• [Description of the task] Report back every line of the entries that contains "person", exactly as written.
The records section start
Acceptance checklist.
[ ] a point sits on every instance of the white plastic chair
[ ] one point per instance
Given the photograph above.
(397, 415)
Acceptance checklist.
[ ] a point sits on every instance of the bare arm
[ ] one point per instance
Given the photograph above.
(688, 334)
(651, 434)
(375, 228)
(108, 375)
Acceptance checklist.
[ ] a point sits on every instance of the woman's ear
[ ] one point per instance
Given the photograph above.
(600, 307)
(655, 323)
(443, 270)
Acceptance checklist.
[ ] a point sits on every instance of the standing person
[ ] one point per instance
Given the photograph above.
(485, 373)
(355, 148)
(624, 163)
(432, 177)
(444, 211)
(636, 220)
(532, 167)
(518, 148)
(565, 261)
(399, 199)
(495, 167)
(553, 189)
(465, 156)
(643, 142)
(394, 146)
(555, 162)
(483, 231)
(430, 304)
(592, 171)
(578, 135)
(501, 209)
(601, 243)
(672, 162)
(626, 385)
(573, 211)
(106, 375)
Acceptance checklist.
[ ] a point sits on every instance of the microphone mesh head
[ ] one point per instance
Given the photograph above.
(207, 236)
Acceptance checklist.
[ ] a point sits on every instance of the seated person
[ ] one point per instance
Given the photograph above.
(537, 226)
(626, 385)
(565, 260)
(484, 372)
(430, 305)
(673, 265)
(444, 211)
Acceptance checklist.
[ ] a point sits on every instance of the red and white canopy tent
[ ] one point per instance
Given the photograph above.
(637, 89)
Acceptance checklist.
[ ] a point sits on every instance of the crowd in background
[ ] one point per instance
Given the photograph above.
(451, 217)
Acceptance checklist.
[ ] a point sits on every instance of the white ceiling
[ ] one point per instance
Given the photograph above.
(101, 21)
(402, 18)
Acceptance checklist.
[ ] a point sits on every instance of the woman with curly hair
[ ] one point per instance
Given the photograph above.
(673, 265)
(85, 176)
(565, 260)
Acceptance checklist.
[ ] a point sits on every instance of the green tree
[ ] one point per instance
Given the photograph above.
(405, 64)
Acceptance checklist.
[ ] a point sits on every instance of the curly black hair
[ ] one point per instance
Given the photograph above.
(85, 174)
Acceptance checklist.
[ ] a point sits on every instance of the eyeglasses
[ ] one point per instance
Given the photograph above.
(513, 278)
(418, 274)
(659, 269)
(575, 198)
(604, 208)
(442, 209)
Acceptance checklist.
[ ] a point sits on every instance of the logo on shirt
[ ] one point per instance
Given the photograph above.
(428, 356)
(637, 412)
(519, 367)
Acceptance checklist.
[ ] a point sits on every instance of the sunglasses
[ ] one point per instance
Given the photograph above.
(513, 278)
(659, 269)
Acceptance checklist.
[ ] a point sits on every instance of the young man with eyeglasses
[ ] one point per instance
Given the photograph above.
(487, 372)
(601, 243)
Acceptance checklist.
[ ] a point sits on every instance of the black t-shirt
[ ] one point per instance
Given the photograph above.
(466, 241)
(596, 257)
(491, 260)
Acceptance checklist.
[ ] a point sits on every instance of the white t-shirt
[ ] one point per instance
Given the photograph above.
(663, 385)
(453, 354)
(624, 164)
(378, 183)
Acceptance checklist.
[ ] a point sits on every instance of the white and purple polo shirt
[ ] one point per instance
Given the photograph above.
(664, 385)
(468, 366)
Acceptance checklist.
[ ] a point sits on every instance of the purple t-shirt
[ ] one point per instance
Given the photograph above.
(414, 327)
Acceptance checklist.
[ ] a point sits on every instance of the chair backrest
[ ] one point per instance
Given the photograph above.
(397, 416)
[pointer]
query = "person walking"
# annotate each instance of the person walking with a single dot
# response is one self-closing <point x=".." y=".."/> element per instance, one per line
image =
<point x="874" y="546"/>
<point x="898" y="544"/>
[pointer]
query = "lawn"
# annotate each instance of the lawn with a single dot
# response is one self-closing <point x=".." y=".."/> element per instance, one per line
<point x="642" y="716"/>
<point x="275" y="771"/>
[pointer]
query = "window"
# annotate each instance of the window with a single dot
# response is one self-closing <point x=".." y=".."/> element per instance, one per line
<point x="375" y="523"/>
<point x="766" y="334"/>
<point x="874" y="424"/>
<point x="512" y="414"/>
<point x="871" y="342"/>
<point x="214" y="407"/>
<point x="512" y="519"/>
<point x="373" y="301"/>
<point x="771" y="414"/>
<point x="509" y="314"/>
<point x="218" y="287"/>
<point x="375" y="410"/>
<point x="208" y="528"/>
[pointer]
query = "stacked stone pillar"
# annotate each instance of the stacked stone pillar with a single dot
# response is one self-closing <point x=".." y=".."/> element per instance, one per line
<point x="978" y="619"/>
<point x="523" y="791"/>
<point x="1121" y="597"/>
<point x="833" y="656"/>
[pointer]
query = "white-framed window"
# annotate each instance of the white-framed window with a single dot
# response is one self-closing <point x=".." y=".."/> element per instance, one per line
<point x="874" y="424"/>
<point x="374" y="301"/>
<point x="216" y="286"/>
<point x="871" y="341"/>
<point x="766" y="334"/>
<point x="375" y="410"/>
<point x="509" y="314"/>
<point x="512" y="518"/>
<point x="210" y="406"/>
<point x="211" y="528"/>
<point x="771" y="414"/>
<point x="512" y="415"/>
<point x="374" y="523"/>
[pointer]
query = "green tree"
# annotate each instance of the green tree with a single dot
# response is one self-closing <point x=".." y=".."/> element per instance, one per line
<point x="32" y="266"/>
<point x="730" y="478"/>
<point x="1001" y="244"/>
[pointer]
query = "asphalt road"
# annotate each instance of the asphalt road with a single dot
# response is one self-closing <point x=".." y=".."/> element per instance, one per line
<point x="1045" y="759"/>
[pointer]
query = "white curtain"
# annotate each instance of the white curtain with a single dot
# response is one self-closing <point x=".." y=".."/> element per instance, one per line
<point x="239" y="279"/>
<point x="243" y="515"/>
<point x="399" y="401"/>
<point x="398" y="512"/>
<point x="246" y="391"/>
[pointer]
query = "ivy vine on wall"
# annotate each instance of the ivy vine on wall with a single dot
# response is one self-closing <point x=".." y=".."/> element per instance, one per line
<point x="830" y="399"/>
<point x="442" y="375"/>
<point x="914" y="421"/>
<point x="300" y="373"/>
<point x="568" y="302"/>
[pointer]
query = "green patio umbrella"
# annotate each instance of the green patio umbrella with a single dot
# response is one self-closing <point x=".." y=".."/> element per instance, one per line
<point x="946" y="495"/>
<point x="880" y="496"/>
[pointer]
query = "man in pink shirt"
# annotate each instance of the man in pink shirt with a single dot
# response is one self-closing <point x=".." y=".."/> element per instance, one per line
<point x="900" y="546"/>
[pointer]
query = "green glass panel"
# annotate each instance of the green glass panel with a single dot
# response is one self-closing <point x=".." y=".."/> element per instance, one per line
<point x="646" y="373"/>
The records section end
• [Solution to the exercise]
[ ] a point sits on every instance of the standing person
[ ] a point sits on every instance of the seated person
query = "person walking"
# annotate each instance of the person walking with a single dot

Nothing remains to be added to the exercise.